Co-Founder and CEO, Finite State
More than 15 years of experience developing advanced software to support offensive and defensive cyber operations led Matt Wyckhouse to found Finite State in 2017 to focus on the unique challenges of cybersecurity in the IoT era. Matt spent most of his career at Battelle, the world’s largest private R&D company, where he was the technical founder and CTO of Battelle’s Cyber Innovations Business Unit. In this role, Matt oversaw dozens of intelligence and security programs supporting strategic global missions, many of which were focused on discovering vulnerabilities in IoT and other embedded devices. Through that experience, he saw how devastating IoT device attacks can be, which is especially concerning given the explosive growth of IoT. Matt has a bachelor’s degree from The Ohio State University.
Software Provenance – Where Do We Draw the Line?

- **EXERCISE INSTRUCTIONS**:
1: According to the biography, in what year did Matt Wyckhouse found Finite State?
2: List every organization or organizational unit named in the biography.
3: Set down the part of the biography that opens with the words containing "Co-Founder and CEO, Finite" and closes with "Draw the Line?".
The items were taken from an unrelated source.

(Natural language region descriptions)
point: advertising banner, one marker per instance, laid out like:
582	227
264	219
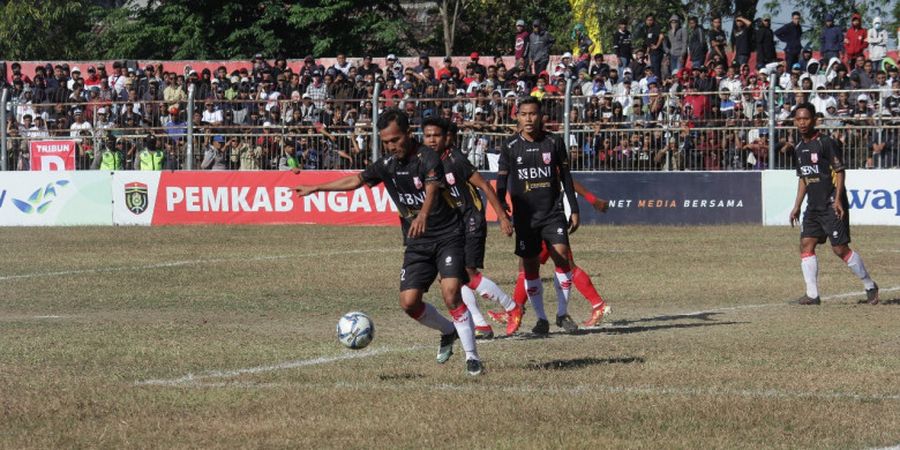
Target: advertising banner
52	155
673	198
55	198
244	198
874	196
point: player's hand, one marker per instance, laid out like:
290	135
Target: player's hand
303	191
573	223
416	227
839	210
506	225
601	205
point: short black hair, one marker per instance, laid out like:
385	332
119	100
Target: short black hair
434	121
393	115
807	106
530	101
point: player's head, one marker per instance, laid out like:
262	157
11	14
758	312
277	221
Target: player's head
393	128
436	133
805	118
530	115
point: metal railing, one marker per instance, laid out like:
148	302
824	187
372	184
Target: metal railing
747	130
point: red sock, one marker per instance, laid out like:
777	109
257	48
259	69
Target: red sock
519	294
584	285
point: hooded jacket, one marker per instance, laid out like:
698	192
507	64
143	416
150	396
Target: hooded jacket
855	40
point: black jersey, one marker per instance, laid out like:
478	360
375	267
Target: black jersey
457	171
405	182
817	162
538	173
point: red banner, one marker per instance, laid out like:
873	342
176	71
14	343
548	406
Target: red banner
52	155
266	197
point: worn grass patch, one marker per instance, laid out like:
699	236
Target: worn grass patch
224	337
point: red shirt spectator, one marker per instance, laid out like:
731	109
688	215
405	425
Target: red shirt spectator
855	38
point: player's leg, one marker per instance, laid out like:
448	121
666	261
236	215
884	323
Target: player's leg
416	277
839	233
450	259
582	282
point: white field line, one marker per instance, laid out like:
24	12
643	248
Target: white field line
192	262
577	390
193	379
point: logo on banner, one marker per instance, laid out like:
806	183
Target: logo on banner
136	197
39	200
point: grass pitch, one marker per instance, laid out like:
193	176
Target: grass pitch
224	337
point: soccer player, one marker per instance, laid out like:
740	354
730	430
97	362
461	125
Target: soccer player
462	181
580	278
820	168
432	232
534	166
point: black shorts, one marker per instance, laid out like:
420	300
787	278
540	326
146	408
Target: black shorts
476	237
553	231
423	262
825	225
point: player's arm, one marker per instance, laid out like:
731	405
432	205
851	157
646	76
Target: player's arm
599	204
801	193
478	181
348	183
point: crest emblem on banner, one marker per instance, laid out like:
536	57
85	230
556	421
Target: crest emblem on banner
136	197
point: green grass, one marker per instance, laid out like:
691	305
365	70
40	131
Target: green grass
138	304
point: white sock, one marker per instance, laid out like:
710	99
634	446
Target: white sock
535	290
472	304
854	262
462	320
431	318
563	286
488	289
810	266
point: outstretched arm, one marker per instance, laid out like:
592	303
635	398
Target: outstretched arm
479	182
348	183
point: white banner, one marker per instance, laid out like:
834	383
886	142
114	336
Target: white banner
55	198
874	196
134	197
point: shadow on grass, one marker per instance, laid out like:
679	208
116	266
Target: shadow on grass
578	363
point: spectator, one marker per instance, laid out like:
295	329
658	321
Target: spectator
855	39
791	34
877	40
539	43
676	43
832	39
622	45
765	43
742	40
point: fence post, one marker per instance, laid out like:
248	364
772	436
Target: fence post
376	147
3	143
568	107
189	151
773	78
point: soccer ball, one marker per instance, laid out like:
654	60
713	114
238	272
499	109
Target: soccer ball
355	330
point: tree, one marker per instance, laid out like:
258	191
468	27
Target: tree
43	29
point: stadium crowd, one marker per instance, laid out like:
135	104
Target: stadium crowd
670	97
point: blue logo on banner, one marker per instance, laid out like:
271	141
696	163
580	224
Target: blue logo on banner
39	201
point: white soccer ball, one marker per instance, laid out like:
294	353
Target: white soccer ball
355	330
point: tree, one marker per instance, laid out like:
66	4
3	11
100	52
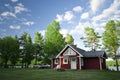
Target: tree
91	38
14	53
9	50
54	41
110	39
38	44
28	49
69	39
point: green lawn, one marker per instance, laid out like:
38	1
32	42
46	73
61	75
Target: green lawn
50	74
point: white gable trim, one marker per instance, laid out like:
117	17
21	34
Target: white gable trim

- **ANSWERS TO THE EXERCISES**:
1: 2017

2: Finite State; Battelle; Battelle's Cyber Innovations Business Unit; The Ohio State University

3:
Co-Founder and CEO, Finite State
More than 15 years of experience developing advanced software to support offensive and defensive cyber operations led Matt Wyckhouse to found Finite State in 2017 to focus on the unique challenges of cybersecurity in the IoT era. Matt spent most of his career at Battelle, the world’s largest private R&D company, where he was the technical founder and CTO of Battelle’s Cyber Innovations Business Unit. In this role, Matt oversaw dozens of intelligence and security programs supporting strategic global missions, many of which were focused on discovering vulnerabilities in IoT and other embedded devices. Through that experience, he saw how devastating IoT device attacks can be, which is especially concerning given the explosive growth of IoT. Matt has a bachelor’s degree from The Ohio State University.
Software Provenance – Where Do We Draw the Line?